# [Page extract]

──────────

Singapore-based Rockeby biomed liquidating subsidiaries By Alicia Wong, TODAY | Posted: 10 December 2009 0619 hrs
SINGAPORE: When better tests for Influenza A were needed, this company snagged Spring Singapore grants to develop one. When there was a need for a rapid diagnostic test kit for hand, foot and mouth disease, the firm clinched a partnership with the National University of Singapore for the initiative.
Singapore-based Rockeby biomed also supplies the saliva-based HIV rapid test kits here, and had launched a fund to help families of HIV-infected people.
This is the track record of the Australian-listed biotechnology company that is now liquidating two of its subsidiaries and grappling with financial woes.
According to the company announcements in October on the Australian Stock Exchange (ASX), its subsidiaries - Rockeby biomed (Singapore), a trading company for medical products, and holding company Rockeby biomed Corporation - are being wound up as part of a restructuring. The aim is to provide "focus on the product lines" and to "better manage" its financial and business affairs.
These tasks will fall on a new management, which appears to have come on board in part as a result of Rockeby's financial troubles. Once the face for the company, former chief executive Tan Sze Wee resigned in July.
Its annual report revealed the firm lost, in total, more than A$5.75 million ($7.3 million) in the financial year ended June. It also owed shareholders A$583,042. The previous year, it lost over A$4.39 million.
"These (management) changes had caused instability in our small-sized company, but may have been inevitable given the continuing financial and business difficulties," said chairman Kow Hin Fan in the 2009 annual report, which alerted investors to the pending liquidations.
A notice published last Friday in the Government Gazette called for a meeting of creditors on Dec 24 over Rockeby Biomed (Singapore)'s application for creditors' voluntary liquidation. This occurs when a company's directors believe it cannot, by reason of its liabilities, continue its business.
In the same announcement on ASX, the company assured it would continue to "trade in the same products as previously". This means the Pepp pills, meant to prevent hangovers, and Rockeby's diagnostic tests will continue to be traded.
Indeed, MediaCorp checks with a few local clinics found they have had no problems with the supply of the HIV test kits.
"Rockeby Biomed is still pursuing all previously announced marketing, sales and growth plans," said managing director David Capes in the announcement.

──────────

# [Records provided]
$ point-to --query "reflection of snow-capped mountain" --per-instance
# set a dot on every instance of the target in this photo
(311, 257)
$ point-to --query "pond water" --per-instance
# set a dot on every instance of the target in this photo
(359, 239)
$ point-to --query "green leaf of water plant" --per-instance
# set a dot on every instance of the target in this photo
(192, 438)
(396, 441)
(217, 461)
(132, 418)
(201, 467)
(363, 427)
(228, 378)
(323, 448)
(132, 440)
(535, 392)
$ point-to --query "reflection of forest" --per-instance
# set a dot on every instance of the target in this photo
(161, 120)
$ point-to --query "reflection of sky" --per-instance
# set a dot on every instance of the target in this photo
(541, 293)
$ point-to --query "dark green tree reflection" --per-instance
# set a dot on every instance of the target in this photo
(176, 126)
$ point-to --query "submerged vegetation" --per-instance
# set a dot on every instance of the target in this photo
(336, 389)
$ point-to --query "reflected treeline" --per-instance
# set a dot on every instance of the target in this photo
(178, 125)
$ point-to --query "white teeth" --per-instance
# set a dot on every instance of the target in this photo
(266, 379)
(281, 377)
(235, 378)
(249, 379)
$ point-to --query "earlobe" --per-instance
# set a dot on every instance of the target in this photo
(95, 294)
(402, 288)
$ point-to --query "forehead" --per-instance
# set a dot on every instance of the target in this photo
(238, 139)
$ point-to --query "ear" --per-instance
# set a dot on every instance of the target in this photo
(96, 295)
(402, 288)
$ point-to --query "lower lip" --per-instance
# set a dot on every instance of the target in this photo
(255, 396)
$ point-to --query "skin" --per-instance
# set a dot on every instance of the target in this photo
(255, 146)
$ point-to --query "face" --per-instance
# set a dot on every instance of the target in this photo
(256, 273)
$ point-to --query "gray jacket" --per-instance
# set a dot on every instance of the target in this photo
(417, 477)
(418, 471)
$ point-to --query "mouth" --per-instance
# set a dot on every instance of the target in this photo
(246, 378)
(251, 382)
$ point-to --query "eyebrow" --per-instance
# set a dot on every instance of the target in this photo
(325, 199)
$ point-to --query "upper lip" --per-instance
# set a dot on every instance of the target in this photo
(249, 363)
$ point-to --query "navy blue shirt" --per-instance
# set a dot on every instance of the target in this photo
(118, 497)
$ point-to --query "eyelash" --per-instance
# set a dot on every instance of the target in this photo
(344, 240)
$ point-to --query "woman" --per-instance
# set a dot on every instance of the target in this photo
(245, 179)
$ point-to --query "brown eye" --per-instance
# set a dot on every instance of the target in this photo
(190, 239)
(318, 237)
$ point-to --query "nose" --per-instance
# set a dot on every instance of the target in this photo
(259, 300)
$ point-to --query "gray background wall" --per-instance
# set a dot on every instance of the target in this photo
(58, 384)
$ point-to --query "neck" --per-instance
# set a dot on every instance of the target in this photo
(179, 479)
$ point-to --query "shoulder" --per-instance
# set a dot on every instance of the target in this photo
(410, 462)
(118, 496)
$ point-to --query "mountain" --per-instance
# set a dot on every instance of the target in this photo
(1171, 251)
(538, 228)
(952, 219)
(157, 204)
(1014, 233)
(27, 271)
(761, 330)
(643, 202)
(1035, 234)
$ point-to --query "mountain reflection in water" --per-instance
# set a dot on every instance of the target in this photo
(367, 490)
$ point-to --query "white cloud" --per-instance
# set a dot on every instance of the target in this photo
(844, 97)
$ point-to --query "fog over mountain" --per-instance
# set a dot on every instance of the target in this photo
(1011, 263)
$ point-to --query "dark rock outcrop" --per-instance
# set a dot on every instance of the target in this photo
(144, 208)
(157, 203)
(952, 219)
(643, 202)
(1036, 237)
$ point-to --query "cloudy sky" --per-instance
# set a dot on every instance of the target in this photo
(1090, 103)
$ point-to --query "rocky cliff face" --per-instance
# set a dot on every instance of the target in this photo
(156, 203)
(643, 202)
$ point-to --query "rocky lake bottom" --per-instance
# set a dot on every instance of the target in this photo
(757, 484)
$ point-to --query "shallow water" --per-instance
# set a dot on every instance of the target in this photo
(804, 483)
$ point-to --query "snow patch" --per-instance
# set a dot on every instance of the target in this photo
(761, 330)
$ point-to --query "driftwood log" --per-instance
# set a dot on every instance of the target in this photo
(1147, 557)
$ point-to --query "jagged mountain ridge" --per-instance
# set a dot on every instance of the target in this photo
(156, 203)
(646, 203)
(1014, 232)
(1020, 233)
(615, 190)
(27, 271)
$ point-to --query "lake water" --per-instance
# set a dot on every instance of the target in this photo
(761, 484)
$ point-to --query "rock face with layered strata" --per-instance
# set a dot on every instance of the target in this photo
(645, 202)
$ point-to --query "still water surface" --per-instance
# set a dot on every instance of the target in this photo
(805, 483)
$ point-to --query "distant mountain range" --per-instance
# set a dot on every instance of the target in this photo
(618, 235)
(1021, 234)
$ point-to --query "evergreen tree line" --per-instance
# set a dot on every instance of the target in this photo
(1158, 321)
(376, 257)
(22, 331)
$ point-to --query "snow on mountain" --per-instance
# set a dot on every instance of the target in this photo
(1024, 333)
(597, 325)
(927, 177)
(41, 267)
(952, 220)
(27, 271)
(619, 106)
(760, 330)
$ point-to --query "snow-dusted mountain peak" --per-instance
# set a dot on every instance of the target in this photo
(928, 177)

──────────

# [Work task 1]
In the Rockeby biomed article, who resigned as chief executive in July?
# [Work task 2]
Rewrite the stretch of the Rockeby biomed article from "Its annual report" through "continue its business.", with "chairman" changed to "board chair".

# [Task answer 1]
Tan Sze Wee

# [Task answer 2]
Its annual report revealed the firm lost, in total, more than A$5.75 million ($7.3 million) in the financial year ended June. It also owed shareholders A$583,042. The previous year, it lost over A$4.39 million.
"These (management) changes had caused instability in our small-sized company, but may have been inevitable given the continuing financial and business difficulties," said board chair Kow Hin Fan in the 2009 annual report, which alerted investors to the pending liquidations.
A notice published last Friday in the Government Gazette called for a meeting of creditors on Dec 24 over Rockeby Biomed (Singapore)'s application for creditors' voluntary liquidation. This occurs when a company's directors believe it cannot, by reason of its liabilities, continue its business.